• _ACTION ITEM_:
Make an exact copy of all the data.

• _DATA UNDER STUDY_:
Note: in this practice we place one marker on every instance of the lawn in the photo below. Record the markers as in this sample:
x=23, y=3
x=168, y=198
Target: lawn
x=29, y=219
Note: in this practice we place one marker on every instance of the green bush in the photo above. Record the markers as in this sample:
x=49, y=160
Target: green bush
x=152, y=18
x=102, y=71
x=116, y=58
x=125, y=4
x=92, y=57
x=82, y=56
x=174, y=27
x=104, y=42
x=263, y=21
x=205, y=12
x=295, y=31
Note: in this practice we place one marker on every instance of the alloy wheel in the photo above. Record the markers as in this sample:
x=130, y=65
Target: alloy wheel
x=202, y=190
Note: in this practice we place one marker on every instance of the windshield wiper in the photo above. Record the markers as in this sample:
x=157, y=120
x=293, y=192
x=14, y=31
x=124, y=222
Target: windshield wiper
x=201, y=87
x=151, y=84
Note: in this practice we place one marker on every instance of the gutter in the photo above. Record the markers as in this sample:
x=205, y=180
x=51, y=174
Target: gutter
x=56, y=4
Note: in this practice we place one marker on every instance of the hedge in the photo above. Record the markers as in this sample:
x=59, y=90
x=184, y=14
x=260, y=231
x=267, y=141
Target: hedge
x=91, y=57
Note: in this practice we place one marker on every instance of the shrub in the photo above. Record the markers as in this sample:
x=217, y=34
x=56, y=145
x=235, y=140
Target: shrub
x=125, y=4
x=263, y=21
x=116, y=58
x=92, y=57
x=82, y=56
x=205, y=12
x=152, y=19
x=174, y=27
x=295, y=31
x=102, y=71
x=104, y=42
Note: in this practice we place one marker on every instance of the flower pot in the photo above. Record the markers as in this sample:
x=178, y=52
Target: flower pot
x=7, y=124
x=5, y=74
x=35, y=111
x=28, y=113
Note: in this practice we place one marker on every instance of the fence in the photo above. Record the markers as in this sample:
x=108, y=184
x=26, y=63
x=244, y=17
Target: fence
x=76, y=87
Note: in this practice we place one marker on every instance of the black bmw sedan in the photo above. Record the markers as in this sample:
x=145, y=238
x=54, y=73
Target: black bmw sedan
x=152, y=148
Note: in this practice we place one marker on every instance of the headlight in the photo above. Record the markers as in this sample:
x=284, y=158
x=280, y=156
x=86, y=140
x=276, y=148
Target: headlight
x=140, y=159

• _ANSWER TO THE PROBLEM_:
Note: in this practice we place one marker on every instance of the lawn in the photo below. Record the markers as in this sample:
x=23, y=3
x=168, y=198
Target: lawn
x=29, y=219
Note: in this practice we place one marker on every instance of the green bush in the photo above. Record the markers as in this sample:
x=49, y=160
Target: green bush
x=152, y=18
x=102, y=71
x=116, y=58
x=125, y=4
x=92, y=57
x=82, y=56
x=174, y=27
x=104, y=42
x=263, y=21
x=205, y=12
x=295, y=31
Note: in this practice we place one marker on every instance of the alloy wheel in the photo above. Record the markers as in this sample:
x=130, y=65
Target: alloy wheel
x=202, y=190
Note: in this practice we place one marker on every instance of the windshield wiper in the photo above. Record the markers as in this sample:
x=157, y=120
x=293, y=192
x=14, y=31
x=124, y=222
Target: windshield wiper
x=201, y=87
x=151, y=84
Note: in this practice we place one marker on every instance of the gutter in the photo above. Record the markers as in this sample:
x=205, y=180
x=51, y=174
Target: gutter
x=56, y=4
Note: in this practice we place one marker on every instance of the hedge in the photo above. Record the markers as in this sample:
x=59, y=90
x=184, y=14
x=260, y=231
x=267, y=141
Target: hedge
x=91, y=57
Note: in this practice we place one marker on every instance of the shrub in the photo above. Record the markers as in this sample:
x=217, y=34
x=56, y=145
x=235, y=140
Target: shrub
x=125, y=4
x=263, y=21
x=116, y=58
x=92, y=57
x=82, y=56
x=205, y=12
x=152, y=19
x=174, y=27
x=295, y=31
x=102, y=71
x=104, y=42
Note: in this practice we place one marker on every instance of the flower pot in the photo above. Record the markers as in this sample:
x=178, y=52
Target: flower pot
x=7, y=124
x=5, y=74
x=35, y=111
x=28, y=113
Note: in this practice we place one marker on every instance of the fence in the photo above. Record the markers as in this sample:
x=108, y=184
x=26, y=63
x=244, y=17
Target: fence
x=76, y=87
Note: in this practice we place one marker on every instance of the black bmw sedan in the photo above. Record the markers as in this sample:
x=145, y=238
x=54, y=73
Target: black bmw sedan
x=152, y=148
Note: in this practice we place one marker on every instance of the headlight in the photo above. Record the markers as in this sample:
x=284, y=158
x=280, y=156
x=86, y=140
x=276, y=148
Target: headlight
x=140, y=159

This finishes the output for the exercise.